* PROBLEM TO SOLVE: Recast the listing as a Markdown table with the columns Row and Line. Begin at the line that has "task: segment every instance of the man's navy" and stop after the last line of the listing, including both ends, numbering each line and leaving out blank lines.

>> Start

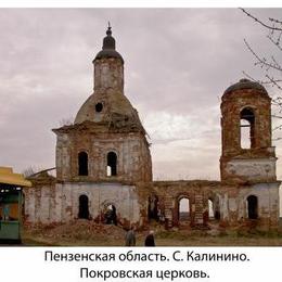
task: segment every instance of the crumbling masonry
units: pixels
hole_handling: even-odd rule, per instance
[[[30,178],[26,221],[85,218],[143,227],[155,219],[166,228],[208,228],[215,221],[225,227],[278,227],[271,99],[262,86],[242,79],[222,95],[221,181],[153,181],[146,132],[124,94],[124,60],[111,27],[93,66],[94,93],[74,125],[53,129],[56,178],[47,172]],[[245,149],[244,129],[249,136]]]

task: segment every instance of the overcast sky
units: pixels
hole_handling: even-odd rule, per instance
[[[220,98],[242,70],[262,77],[243,39],[258,53],[277,51],[238,9],[0,9],[0,164],[55,165],[51,129],[92,93],[107,21],[125,60],[125,94],[151,138],[154,178],[219,179]],[[281,157],[282,141],[274,145]]]

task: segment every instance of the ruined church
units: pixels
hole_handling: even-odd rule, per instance
[[[266,89],[241,79],[221,98],[220,181],[153,181],[146,131],[124,93],[124,59],[111,27],[93,60],[93,93],[73,125],[56,136],[55,177],[29,177],[25,221],[50,225],[79,218],[169,229],[255,226],[275,229],[279,185],[271,145],[271,99]],[[247,129],[248,148],[242,145]],[[189,164],[188,164],[189,165]],[[180,208],[185,201],[187,211]],[[183,204],[182,204],[183,205]]]

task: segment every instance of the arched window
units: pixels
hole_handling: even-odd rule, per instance
[[[249,107],[245,107],[240,113],[240,141],[242,149],[255,146],[255,114]]]
[[[88,154],[86,152],[78,154],[78,175],[88,176]]]
[[[257,219],[258,218],[258,204],[257,204],[257,196],[251,195],[247,197],[247,217],[249,219]]]
[[[88,205],[88,196],[80,195],[79,196],[79,207],[78,207],[78,218],[89,219],[89,205]]]
[[[107,205],[104,217],[105,217],[106,225],[117,226],[117,215],[116,215],[115,205],[113,204]]]
[[[215,207],[214,202],[208,198],[208,218],[214,219],[215,218]]]
[[[116,176],[117,175],[117,155],[114,152],[107,153],[106,156],[106,175]]]
[[[179,221],[188,221],[190,219],[190,202],[188,197],[182,197],[178,203]]]
[[[159,207],[158,197],[156,195],[149,196],[148,198],[148,218],[158,220],[159,218]]]

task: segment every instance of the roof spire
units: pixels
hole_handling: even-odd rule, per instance
[[[110,21],[107,22],[107,30],[106,30],[106,35],[107,35],[107,36],[112,36],[112,26],[111,26]]]
[[[111,23],[107,23],[107,30],[106,30],[106,37],[103,40],[103,50],[115,50],[116,49],[116,42],[115,42],[115,38],[112,37],[112,26]]]

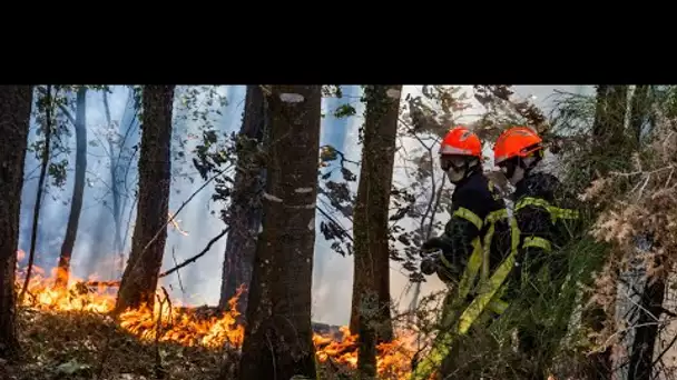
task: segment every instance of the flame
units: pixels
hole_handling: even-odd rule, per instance
[[[87,281],[71,277],[68,288],[53,286],[57,270],[50,277],[45,270],[33,267],[33,276],[29,282],[23,307],[51,312],[79,311],[106,314],[114,310],[117,289],[111,289],[101,282],[96,289],[85,283],[96,281],[90,277]],[[21,278],[19,273],[18,278]],[[17,281],[18,286],[22,281]],[[148,342],[174,342],[188,347],[222,349],[223,347],[242,347],[244,327],[237,322],[237,301],[244,286],[230,299],[230,311],[218,316],[205,317],[199,314],[199,308],[188,308],[167,299],[166,293],[158,292],[154,309],[141,307],[128,310],[118,317],[119,326],[139,339]],[[313,343],[317,360],[337,369],[355,369],[357,367],[357,334],[351,333],[347,327],[341,328],[342,338],[314,334]],[[379,344],[376,368],[381,379],[406,379],[410,373],[411,358],[414,350],[415,336],[408,331],[398,331],[398,339]]]

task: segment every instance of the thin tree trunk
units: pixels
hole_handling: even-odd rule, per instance
[[[145,86],[137,218],[116,311],[153,308],[167,241],[174,84]]]
[[[261,189],[265,181],[264,168],[256,159],[257,144],[264,139],[266,122],[264,94],[256,84],[247,86],[245,112],[239,130],[237,172],[230,194],[230,209],[226,223],[230,227],[222,274],[219,308],[225,310],[239,286],[245,286],[237,309],[244,316],[247,309],[247,289],[256,252],[256,236],[262,219]]]
[[[615,162],[614,158],[627,152],[625,147],[625,119],[627,113],[627,86],[606,86],[597,87],[597,106],[595,110],[595,121],[592,124],[593,147],[604,158],[597,160],[595,173],[604,177]],[[608,147],[617,147],[617,150],[609,150]],[[612,156],[611,156],[612,154]],[[611,157],[609,157],[611,156]],[[591,178],[595,179],[595,178]],[[619,273],[616,273],[618,276]],[[601,331],[607,316],[601,307],[593,307],[582,312],[581,322],[592,331]],[[610,379],[614,371],[611,348],[602,352],[595,352],[589,356],[590,378]]]
[[[635,340],[630,353],[630,366],[628,380],[653,379],[653,361],[656,340],[658,339],[658,323],[654,317],[660,318],[663,302],[665,299],[665,277],[663,274],[649,279],[644,287],[639,304],[639,311],[635,329]]]
[[[353,217],[351,332],[360,336],[359,366],[366,377],[376,374],[376,343],[393,338],[387,218],[401,91],[401,84],[364,90],[364,147]]]
[[[104,90],[104,110],[106,111],[106,126],[108,128],[112,128],[112,120],[110,118],[110,107],[108,106],[108,93]],[[115,222],[115,236],[112,237],[112,251],[115,254],[118,254],[118,260],[120,264],[120,273],[124,268],[124,247],[122,247],[122,238],[120,232],[122,230],[121,222],[121,210],[120,210],[120,184],[118,183],[118,162],[119,158],[115,157],[115,144],[112,143],[112,138],[108,138],[108,159],[110,161],[110,192],[112,198],[112,220]],[[114,268],[115,270],[115,268]],[[115,276],[114,276],[115,277]]]
[[[30,234],[30,251],[28,253],[28,268],[26,270],[26,279],[23,287],[19,293],[19,303],[23,302],[23,297],[30,283],[30,276],[33,269],[36,259],[36,244],[38,243],[38,221],[40,220],[40,207],[42,204],[42,193],[45,192],[45,177],[47,177],[47,167],[49,166],[49,151],[51,147],[51,119],[52,119],[52,94],[51,84],[47,84],[45,93],[45,147],[42,148],[42,163],[40,167],[40,178],[38,180],[38,191],[36,194],[36,206],[33,208],[33,224]]]
[[[637,141],[637,146],[641,141],[641,129],[645,121],[649,119],[651,110],[650,97],[649,97],[649,84],[639,84],[635,88],[632,94],[632,108],[630,110],[630,130],[632,131],[634,138]]]
[[[311,328],[321,86],[273,86],[263,232],[239,379],[316,379]]]
[[[14,329],[14,270],[31,86],[0,86],[0,357],[19,350]]]
[[[81,87],[76,100],[76,178],[72,186],[72,198],[70,199],[70,214],[66,226],[66,237],[61,244],[59,266],[57,268],[56,286],[65,288],[68,286],[70,276],[70,259],[76,244],[82,199],[85,197],[85,173],[87,172],[87,88]]]

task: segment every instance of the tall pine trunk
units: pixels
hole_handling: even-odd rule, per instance
[[[230,208],[224,218],[230,227],[226,242],[226,254],[222,274],[220,309],[226,309],[228,301],[235,297],[239,286],[245,290],[237,302],[242,316],[247,309],[247,289],[252,280],[252,267],[256,252],[256,236],[261,226],[261,188],[264,181],[264,168],[257,157],[257,147],[263,142],[266,129],[264,94],[256,84],[247,86],[245,112],[239,130],[237,172]]]
[[[351,332],[360,336],[359,366],[366,377],[376,373],[376,343],[393,338],[387,219],[401,91],[401,84],[364,89],[364,147],[353,216]]]
[[[28,291],[30,283],[30,277],[33,270],[33,261],[36,259],[36,246],[38,244],[38,231],[40,221],[40,208],[42,207],[42,194],[45,193],[45,179],[47,178],[47,168],[49,167],[49,157],[51,150],[51,136],[53,132],[53,98],[59,93],[59,88],[52,94],[52,86],[47,84],[43,98],[38,101],[38,110],[45,110],[45,119],[42,121],[42,132],[45,133],[45,142],[42,147],[42,157],[40,162],[40,177],[38,178],[38,190],[36,191],[36,204],[33,206],[33,220],[30,232],[30,248],[28,251],[28,266],[26,268],[26,278],[23,279],[23,286],[19,293],[19,303],[23,302],[23,297]],[[41,106],[41,107],[40,107]]]
[[[108,106],[108,92],[104,90],[104,111],[106,112],[106,126],[107,128],[112,128],[112,120],[110,118],[110,107]],[[118,148],[120,151],[122,147]],[[115,222],[115,234],[112,237],[112,251],[116,254],[116,258],[119,258],[120,273],[122,272],[124,264],[122,260],[125,258],[125,253],[122,250],[122,237],[120,236],[122,231],[122,210],[120,209],[120,180],[118,179],[118,167],[120,161],[121,151],[116,157],[115,154],[115,143],[112,136],[108,138],[108,160],[110,161],[110,196],[112,198],[112,220]],[[112,268],[112,272],[115,273],[116,268]],[[115,273],[118,274],[118,273]],[[115,276],[111,276],[115,278]]]
[[[145,86],[143,90],[137,217],[131,253],[118,292],[118,312],[141,304],[153,307],[155,300],[167,241],[174,88]]]
[[[595,121],[592,124],[592,143],[595,151],[600,154],[595,162],[595,176],[599,173],[605,177],[610,170],[615,170],[611,164],[626,159],[628,154],[628,143],[625,141],[625,119],[627,113],[627,86],[599,84],[597,87]],[[608,147],[616,149],[609,150]],[[629,157],[629,156],[627,156]],[[591,178],[593,180],[595,178]],[[618,273],[615,273],[618,276]],[[607,314],[602,307],[592,307],[583,311],[581,322],[595,332],[599,332],[605,327]],[[589,356],[590,378],[609,379],[614,371],[611,358],[611,347],[601,352]]]
[[[31,86],[0,86],[0,357],[17,353],[14,269]]]
[[[267,103],[272,124],[263,232],[256,244],[239,379],[315,379],[311,289],[321,86],[273,86]]]
[[[66,226],[66,237],[61,244],[59,266],[57,269],[57,287],[66,287],[70,274],[70,258],[76,244],[82,199],[85,197],[85,173],[87,172],[87,88],[81,87],[76,100],[76,178],[72,186],[72,198],[70,199],[70,214]]]

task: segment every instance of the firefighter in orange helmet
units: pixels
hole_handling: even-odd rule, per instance
[[[537,294],[532,293],[538,283],[552,289],[563,286],[561,279],[566,277],[567,259],[558,254],[558,250],[570,241],[571,231],[578,227],[578,211],[572,207],[575,197],[566,194],[557,177],[537,171],[544,156],[544,146],[532,129],[513,127],[503,131],[493,147],[493,154],[494,164],[514,186],[513,218],[519,229],[513,231],[519,234],[519,243],[508,298],[520,298],[529,303],[521,309],[531,310],[531,302],[542,298],[542,289]],[[520,323],[519,346],[520,351],[529,357],[529,362],[538,363],[528,378],[542,379],[542,368],[549,359],[536,358],[547,354],[538,337],[549,332],[538,317],[532,317]],[[557,331],[558,334],[565,332]],[[552,337],[549,340],[552,341]]]
[[[452,337],[468,332],[485,308],[493,313],[504,309],[497,299],[481,302],[477,312],[463,312],[478,297],[478,284],[489,278],[510,246],[509,238],[497,239],[509,236],[510,228],[504,201],[482,170],[482,143],[468,128],[455,127],[442,140],[439,157],[442,170],[454,184],[451,219],[442,236],[422,244],[421,271],[436,272],[450,292],[443,306],[442,330],[412,379],[428,379],[440,367],[441,373],[452,372]],[[441,254],[425,253],[431,251]]]

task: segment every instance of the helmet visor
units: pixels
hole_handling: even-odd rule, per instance
[[[442,154],[440,156],[440,167],[442,170],[448,171],[451,168],[461,170],[465,168],[468,163],[468,156],[460,154]]]

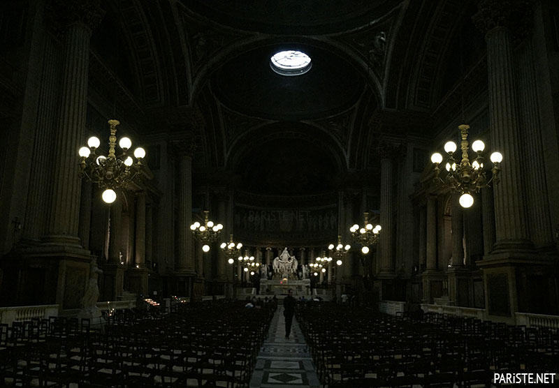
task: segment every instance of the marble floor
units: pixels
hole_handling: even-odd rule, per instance
[[[268,338],[256,359],[250,388],[319,388],[312,359],[295,318],[291,334],[285,338],[283,306],[277,308]]]

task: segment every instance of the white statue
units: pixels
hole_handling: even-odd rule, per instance
[[[82,311],[79,316],[81,318],[96,318],[101,315],[101,312],[97,308],[97,299],[99,298],[97,278],[101,274],[103,274],[103,271],[97,267],[97,260],[94,258],[89,263],[89,281],[80,301]]]
[[[287,248],[284,249],[279,258],[274,259],[274,274],[279,274],[282,278],[297,272],[297,259],[289,255]]]
[[[303,267],[303,279],[308,279],[309,278],[309,264],[304,264],[301,267]]]

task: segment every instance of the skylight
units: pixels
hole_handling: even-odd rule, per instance
[[[293,50],[280,51],[270,59],[270,67],[282,75],[300,75],[309,71],[312,66],[308,55]]]

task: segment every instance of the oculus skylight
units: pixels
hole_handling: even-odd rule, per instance
[[[312,66],[310,57],[301,51],[280,51],[270,59],[270,67],[282,75],[300,75],[309,71]]]

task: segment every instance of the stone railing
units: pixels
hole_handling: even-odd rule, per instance
[[[438,313],[457,317],[476,318],[481,320],[486,320],[487,319],[486,318],[486,311],[483,308],[421,304],[421,309],[424,313]]]
[[[247,297],[253,297],[256,294],[256,289],[254,287],[238,287],[236,290],[238,299],[244,299]]]
[[[407,311],[407,303],[405,301],[380,301],[379,302],[379,311],[385,314],[395,315],[396,313],[404,313]]]
[[[97,308],[101,311],[108,311],[112,310],[126,310],[136,307],[135,300],[122,300],[112,301],[97,302]]]
[[[526,327],[548,327],[559,330],[559,316],[544,315],[542,314],[528,314],[516,313],[516,324],[523,324]]]
[[[224,299],[225,295],[215,295],[215,299],[217,300]],[[212,300],[214,300],[213,295],[204,295],[203,297],[202,297],[202,301],[211,301]]]
[[[11,324],[16,321],[29,320],[31,318],[57,317],[58,312],[58,304],[2,307],[0,308],[0,323]]]

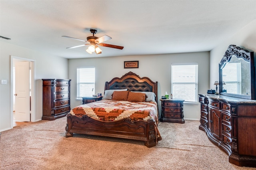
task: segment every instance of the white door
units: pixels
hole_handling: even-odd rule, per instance
[[[29,61],[15,63],[15,121],[30,122]]]

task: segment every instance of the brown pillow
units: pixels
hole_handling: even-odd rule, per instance
[[[146,101],[146,94],[129,91],[127,101],[134,102],[144,102]]]
[[[112,100],[126,101],[127,99],[128,93],[129,91],[114,91]]]

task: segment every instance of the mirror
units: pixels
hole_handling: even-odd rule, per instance
[[[255,99],[253,52],[231,45],[219,65],[220,94]]]

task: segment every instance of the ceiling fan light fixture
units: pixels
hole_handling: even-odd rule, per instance
[[[98,45],[95,46],[95,51],[97,54],[100,54],[102,50],[100,49]]]
[[[89,54],[92,54],[92,52],[91,52],[91,51],[90,51],[88,49],[87,49],[86,51],[87,52],[88,52]]]
[[[94,52],[95,51],[95,46],[94,45],[91,45],[89,46],[88,49],[92,52]]]

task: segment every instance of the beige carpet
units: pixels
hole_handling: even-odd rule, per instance
[[[66,118],[28,123],[2,132],[2,170],[255,170],[228,162],[198,129],[199,121],[160,123],[163,139],[142,141],[74,134],[65,137]]]

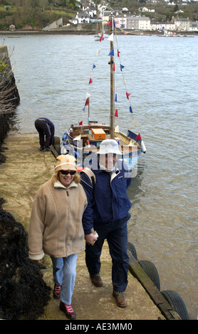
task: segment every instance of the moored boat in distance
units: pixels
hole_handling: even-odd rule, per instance
[[[72,124],[69,129],[63,136],[63,142],[61,146],[60,153],[61,154],[73,154],[77,159],[77,164],[79,168],[83,168],[89,163],[93,155],[98,152],[101,142],[105,139],[113,139],[119,144],[120,150],[123,153],[122,159],[125,161],[131,171],[137,166],[137,159],[142,152],[146,152],[146,148],[143,141],[138,134],[127,130],[127,134],[124,134],[119,131],[119,126],[115,127],[115,117],[118,117],[118,109],[115,112],[115,61],[114,61],[114,21],[113,16],[108,24],[111,26],[112,34],[108,39],[110,42],[110,49],[108,55],[110,56],[110,124],[106,124],[91,121],[90,118],[90,96],[87,95],[85,106],[88,107],[88,115],[87,123],[83,122],[78,124]],[[100,38],[100,42],[103,39]],[[118,49],[118,56],[119,51]],[[120,67],[120,66],[119,66]],[[120,70],[123,70],[122,65]],[[127,101],[129,95],[126,92]],[[130,107],[130,114],[132,110]]]

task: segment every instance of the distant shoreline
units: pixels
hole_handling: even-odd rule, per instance
[[[198,31],[174,31],[177,34],[182,35],[193,35],[198,36]],[[164,33],[160,33],[159,31],[126,31],[125,33],[123,31],[116,31],[117,34],[119,35],[132,35],[132,36],[163,36]],[[57,31],[0,31],[0,36],[22,36],[22,35],[95,35],[94,31],[77,31],[77,30],[57,30]]]

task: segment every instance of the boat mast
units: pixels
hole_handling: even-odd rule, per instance
[[[110,19],[111,20],[112,26],[111,26],[111,31],[110,33],[113,33],[113,14],[110,15]],[[110,41],[110,50],[113,49],[114,48],[114,43],[113,38],[113,41]],[[114,139],[114,99],[115,99],[115,94],[114,94],[114,86],[115,86],[115,78],[114,78],[114,70],[113,70],[113,65],[114,65],[114,55],[110,55],[110,134],[111,139]]]

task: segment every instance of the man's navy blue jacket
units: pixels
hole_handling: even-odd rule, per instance
[[[80,183],[88,198],[88,206],[83,217],[85,235],[91,233],[90,229],[97,226],[115,224],[128,215],[131,203],[127,195],[127,189],[131,184],[131,173],[123,161],[117,161],[117,170],[109,173],[100,169],[93,170],[96,182],[93,185],[89,176],[81,173]]]

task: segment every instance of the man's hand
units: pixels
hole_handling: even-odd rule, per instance
[[[95,235],[90,233],[90,235],[85,235],[85,241],[88,244],[93,245],[94,242],[97,240],[97,237]]]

>> End

* OUTPUT BELOW:
| Row | Line |
|---|---|
| 1 | task: segment every instance of the man's navy blue jacket |
| 2 | units: pixels |
| 3 | hole_handling: even-odd rule, per instance |
| 4 | [[[80,183],[88,198],[88,206],[83,217],[85,235],[91,233],[90,229],[97,226],[115,224],[128,215],[131,203],[127,195],[127,189],[131,184],[131,173],[123,161],[117,161],[117,170],[109,173],[100,169],[93,170],[96,182],[93,185],[89,176],[81,173]]] |
| 5 | task: segment every instance of the man's hand |
| 6 | units: pixels |
| 7 | hole_handling: even-odd rule, per instance |
| 8 | [[[95,235],[90,233],[90,235],[85,235],[85,241],[88,244],[93,245],[94,242],[97,240],[97,237]]] |